• **To do**: Set out every line of the listing below as a numbered list. Skip blank lines and leave out the pictures.

#### Data lines ####

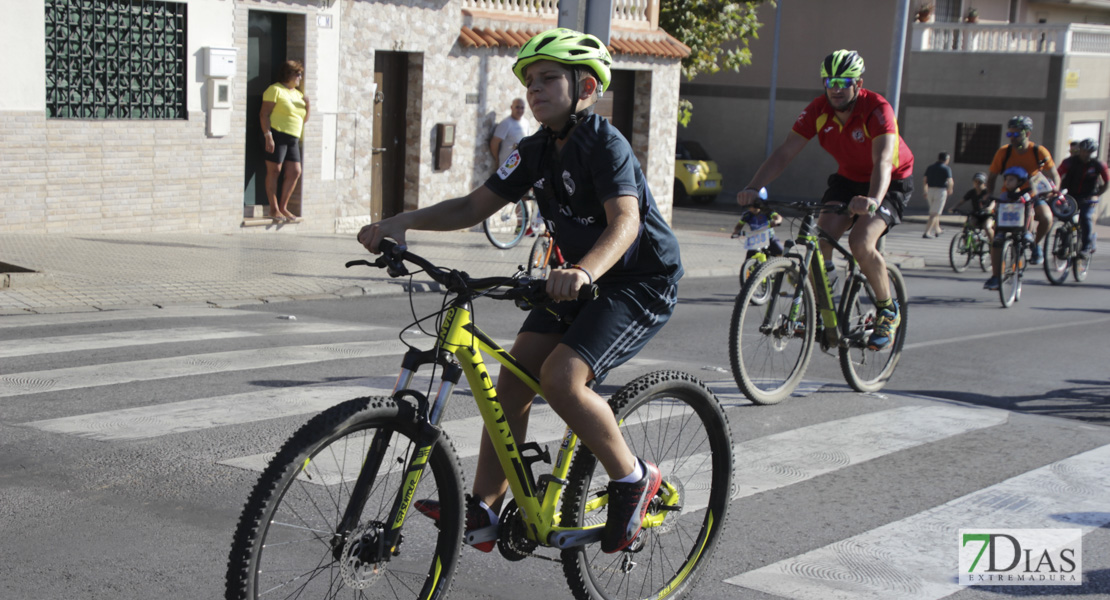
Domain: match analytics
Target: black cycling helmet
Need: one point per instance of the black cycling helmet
(1020, 122)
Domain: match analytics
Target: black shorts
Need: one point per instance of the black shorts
(843, 190)
(608, 331)
(286, 148)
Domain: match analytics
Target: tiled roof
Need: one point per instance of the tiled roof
(652, 44)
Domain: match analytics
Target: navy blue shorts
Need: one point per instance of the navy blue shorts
(285, 149)
(608, 331)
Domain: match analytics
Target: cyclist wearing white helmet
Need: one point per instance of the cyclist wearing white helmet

####

• **Result of this task**:
1. Domain: match analytics
2. Target: black cycling helmet
3. Need: one point per instance of the black cycling helmet
4. (1020, 122)
5. Domain: match analytics
6. Target: black shorts
7. Need: one point per instance of the black shorts
8. (843, 190)
9. (608, 331)
10. (286, 148)
11. Domain: match analytics
12. Target: tiled roof
13. Need: one point per instance of the tiled roof
14. (652, 44)
15. Domain: match analytics
16. Target: navy blue shorts
17. Need: one point per instance of the navy blue shorts
18. (285, 149)
19. (608, 331)
20. Domain: match analytics
21. Target: cyclist wearing white helmet
22. Need: one point per instance of the cyclist wearing white helmet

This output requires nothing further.